- **PROBLEMS**
[A] Output the entries from the line holding "Someone asked me to find the dormer" through the line holding "[127,183,373,265]", inclusive, reproducing each line unchanged.
[B] Pick up the write-up on reversing the words in a string from the point where it stops.

- **EXTRACT PROVIDED**
151.Reverse_Words_in_a_String(Medium).md

151. Reverse Words in a String (Medium)

Date and Time: Jul 7, 2024, 18:41 (EST)

Link: https://leetcode.com/problems/reverse-words-in-a-string/

Question:

Given an input string s, reverse the order of the words.

A word is defined as a sequence of non-space characters. The words in s will be separated by at least one space.

Return a string of the words in reverse order concatenated by a single space.

Note that s may contain leading or trailing spaces or multiple spaces between two words. The returned string should only have a single space separating the words. Do not include any extra spaces.

Example 1:

Input: s = "the sky is blue"

Output: "blue is sky the"

Explanation:

Example 2:

Input: s = " hello world "

Output: "world hello"

Explanation: Your reversed string should not contain leading or trailing spaces.

- **MATERIAL FOR THIS TASK**
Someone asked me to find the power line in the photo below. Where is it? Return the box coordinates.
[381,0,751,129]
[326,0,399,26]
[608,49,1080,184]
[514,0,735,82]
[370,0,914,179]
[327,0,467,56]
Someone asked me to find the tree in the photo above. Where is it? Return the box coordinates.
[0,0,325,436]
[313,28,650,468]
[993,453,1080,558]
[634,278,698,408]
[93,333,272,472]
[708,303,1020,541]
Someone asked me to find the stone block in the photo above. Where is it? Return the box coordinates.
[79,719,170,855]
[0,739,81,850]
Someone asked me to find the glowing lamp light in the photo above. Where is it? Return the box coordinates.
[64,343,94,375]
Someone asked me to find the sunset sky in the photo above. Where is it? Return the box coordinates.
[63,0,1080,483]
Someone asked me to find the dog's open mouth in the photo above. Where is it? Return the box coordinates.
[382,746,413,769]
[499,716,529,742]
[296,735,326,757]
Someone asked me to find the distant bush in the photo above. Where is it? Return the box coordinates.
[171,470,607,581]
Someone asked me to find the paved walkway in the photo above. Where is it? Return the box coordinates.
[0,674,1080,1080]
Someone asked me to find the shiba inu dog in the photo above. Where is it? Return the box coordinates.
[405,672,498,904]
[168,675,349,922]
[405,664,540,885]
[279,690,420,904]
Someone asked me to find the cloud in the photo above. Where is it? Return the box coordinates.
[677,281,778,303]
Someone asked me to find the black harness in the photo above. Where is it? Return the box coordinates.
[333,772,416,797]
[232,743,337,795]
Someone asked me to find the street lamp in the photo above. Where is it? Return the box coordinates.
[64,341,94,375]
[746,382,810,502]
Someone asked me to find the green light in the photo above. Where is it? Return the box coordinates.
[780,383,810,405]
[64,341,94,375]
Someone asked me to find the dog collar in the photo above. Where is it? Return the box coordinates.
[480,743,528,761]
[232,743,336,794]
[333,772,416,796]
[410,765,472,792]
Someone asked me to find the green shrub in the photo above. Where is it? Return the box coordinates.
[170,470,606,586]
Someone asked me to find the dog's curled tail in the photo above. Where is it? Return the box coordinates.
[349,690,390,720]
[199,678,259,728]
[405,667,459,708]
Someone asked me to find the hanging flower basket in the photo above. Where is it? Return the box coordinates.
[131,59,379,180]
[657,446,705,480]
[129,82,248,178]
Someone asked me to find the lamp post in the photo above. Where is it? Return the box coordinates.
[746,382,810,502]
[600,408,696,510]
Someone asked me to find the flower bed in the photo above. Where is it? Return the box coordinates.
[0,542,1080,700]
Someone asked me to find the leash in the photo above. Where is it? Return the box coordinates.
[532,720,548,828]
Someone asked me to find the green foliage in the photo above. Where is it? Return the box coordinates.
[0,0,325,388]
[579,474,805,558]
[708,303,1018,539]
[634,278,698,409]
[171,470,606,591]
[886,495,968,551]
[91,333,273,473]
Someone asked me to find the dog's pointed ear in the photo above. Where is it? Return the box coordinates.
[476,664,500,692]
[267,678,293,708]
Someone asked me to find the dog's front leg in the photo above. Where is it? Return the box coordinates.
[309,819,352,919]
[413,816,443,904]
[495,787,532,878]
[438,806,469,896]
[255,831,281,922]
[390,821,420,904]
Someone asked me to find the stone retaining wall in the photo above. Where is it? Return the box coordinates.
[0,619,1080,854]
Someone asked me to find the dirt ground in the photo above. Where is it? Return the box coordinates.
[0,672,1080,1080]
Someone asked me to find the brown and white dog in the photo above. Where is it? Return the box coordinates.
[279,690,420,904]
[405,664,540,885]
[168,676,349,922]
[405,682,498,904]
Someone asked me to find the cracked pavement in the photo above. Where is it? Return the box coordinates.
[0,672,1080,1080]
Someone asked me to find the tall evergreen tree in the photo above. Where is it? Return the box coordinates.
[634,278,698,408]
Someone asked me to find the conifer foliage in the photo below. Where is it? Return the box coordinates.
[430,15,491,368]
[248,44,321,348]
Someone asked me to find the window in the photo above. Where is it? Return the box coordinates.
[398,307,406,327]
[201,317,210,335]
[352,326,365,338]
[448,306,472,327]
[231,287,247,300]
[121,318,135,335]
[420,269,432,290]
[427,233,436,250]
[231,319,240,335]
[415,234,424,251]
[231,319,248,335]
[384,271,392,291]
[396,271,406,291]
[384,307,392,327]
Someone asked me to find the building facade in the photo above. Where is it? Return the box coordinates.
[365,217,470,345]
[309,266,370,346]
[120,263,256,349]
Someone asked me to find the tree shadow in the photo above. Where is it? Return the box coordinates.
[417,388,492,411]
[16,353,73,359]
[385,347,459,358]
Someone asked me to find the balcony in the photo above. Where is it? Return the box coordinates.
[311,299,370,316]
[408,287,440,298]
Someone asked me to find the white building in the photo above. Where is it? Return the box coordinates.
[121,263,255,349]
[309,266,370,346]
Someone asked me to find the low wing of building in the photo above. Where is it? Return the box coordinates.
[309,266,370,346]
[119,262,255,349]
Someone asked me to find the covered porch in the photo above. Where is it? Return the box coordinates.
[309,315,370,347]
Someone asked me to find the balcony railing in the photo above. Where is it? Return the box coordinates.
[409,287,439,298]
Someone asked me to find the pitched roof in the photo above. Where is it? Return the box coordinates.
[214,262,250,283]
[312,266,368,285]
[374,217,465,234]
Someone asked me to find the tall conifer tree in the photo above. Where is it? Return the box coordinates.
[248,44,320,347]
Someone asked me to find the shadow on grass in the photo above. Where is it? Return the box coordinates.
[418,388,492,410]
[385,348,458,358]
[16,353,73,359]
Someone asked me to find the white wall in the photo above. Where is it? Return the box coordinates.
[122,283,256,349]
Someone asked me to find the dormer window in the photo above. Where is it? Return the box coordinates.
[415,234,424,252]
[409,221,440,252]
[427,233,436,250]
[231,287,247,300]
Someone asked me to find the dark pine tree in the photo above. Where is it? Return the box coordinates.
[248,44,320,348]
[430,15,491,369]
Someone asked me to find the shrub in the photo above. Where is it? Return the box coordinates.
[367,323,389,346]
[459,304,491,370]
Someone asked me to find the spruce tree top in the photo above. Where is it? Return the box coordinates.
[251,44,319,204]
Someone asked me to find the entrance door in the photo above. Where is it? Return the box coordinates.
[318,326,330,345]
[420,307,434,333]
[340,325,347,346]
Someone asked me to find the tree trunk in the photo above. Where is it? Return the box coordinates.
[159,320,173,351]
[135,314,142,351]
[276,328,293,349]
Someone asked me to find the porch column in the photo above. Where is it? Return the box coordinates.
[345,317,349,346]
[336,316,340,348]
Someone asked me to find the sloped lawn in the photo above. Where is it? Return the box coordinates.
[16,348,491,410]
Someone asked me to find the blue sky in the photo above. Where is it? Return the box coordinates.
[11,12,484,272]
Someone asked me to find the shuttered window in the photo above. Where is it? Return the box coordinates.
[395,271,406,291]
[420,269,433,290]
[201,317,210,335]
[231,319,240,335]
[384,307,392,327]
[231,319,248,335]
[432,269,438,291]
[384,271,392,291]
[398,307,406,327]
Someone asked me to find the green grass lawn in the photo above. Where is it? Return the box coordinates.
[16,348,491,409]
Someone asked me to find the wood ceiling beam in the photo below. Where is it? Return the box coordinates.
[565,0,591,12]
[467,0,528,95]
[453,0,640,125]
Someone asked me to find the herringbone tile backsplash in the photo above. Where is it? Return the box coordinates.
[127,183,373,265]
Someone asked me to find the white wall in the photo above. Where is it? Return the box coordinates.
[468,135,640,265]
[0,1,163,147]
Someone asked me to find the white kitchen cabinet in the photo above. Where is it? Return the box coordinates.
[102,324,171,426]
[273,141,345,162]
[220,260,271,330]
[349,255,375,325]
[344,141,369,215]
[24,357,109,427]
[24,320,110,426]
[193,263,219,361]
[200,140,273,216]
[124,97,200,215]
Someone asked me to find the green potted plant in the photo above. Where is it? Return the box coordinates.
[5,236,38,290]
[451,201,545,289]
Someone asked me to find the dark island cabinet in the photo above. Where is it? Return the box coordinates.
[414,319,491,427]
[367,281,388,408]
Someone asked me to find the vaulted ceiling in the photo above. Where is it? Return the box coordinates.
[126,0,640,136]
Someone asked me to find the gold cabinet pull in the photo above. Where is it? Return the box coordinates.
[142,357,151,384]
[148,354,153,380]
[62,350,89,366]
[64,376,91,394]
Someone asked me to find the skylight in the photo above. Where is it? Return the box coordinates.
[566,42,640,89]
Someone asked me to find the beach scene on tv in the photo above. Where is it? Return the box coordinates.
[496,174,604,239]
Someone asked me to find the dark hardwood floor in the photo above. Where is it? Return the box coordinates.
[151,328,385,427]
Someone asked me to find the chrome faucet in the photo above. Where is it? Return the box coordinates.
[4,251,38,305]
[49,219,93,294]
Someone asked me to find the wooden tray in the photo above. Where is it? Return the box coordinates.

- **RESULTS FOR EACH TASK**
[A]
Someone asked me to find the dormer window in the photo above. Where is it? Return the box coordinates.
[415,234,424,252]
[409,221,440,252]
[427,233,436,250]
[231,287,247,300]
Someone asked me to find the dark pine tree in the photo above. Where is it? Return the box coordinates.
[248,44,320,348]
[430,15,491,369]
Someone asked me to find the shrub in the photo above. Where is it? Return the box coordinates.
[367,323,389,346]
[459,304,491,370]
Someone asked me to find the spruce tree top in the photo above. Where is it? Return the box coordinates.
[251,44,319,204]
Someone asked me to find the entrance door in the photo above. Where is it? Return the box coordinates.
[318,326,330,345]
[420,307,434,333]
[340,325,347,346]
Someone asked me to find the tree trunk in the photo above. Where is it? Return the box coordinates.
[159,320,173,351]
[135,314,142,351]
[276,328,293,349]
Someone asked me to find the porch column in the photo above. Where is it? Return the box coordinates.
[345,317,349,346]
[336,316,340,348]
Someone asked me to find the sloped lawn in the photo above. Where is it? Return the box coordinates.
[16,348,491,410]
Someone asked me to find the blue sky in the photo above. Where is it? Return the box coordinates.
[11,12,484,272]
Someone asked me to find the shuttered window in the photo above. Where is it? Return the box coordinates.
[395,271,406,291]
[420,269,433,290]
[201,317,210,335]
[231,319,240,335]
[384,307,392,327]
[231,319,248,335]
[432,269,438,291]
[384,271,392,291]
[398,307,406,327]
Someone asked me to find the green grass lawn in the photo above. Where is it? Return the box coordinates.
[16,348,491,409]
Someone asked me to find the wood ceiling beam in the photo below. Where is it? Return the box coordinates.
[565,0,591,12]
[467,0,528,95]
[453,0,640,125]
Someone asked me to find the herringbone tile backsplash in the photo above. Where is it? Return the box coordinates.
[127,183,373,265]

[B]
Example 3:

Input: s = "a good example"

Output: "example good a"

Explanation: You need to reduce multiple spaces between two words to a single space in the reversed string.

Constraints:

• $1 <= \text{s.length} <= 10^4$

• s contains English letters (upper-case and lower-case), digits, and spaces ' '.

• There is at least one word in s.

KeyPoints:

Again, it is easy to use built-in functions in Python. But we should also consider the non built-in functions version.

I start from backward, while there is space, we just decrement r, if s[r] is not space, we add the character into a temporary variable curr and after we finish one word, we reverse curr by [::-1] and add it to res with a space before reversed curr.

Lastly, we need to check if curr is not empty we append the word to res, otherwise in Example 2 we will add an extra space to the end. And we just return res[:len(res)-1] because the last element is space.

Naive Solution:

class Solution:
    def reverseWords(self, s: str) -> str:
        s = s.split()
        s = s[::-1]
        s = " ".join(s)
        return s

Time Complexity: $O(n)$
Space Complexity: $O(1)$

Interview Type Solution:

class Solution:
    def reverseWords(self, s: str) -> str:
        r, res = len(s) - 1, ""
        while r >= 0:
            curr = ""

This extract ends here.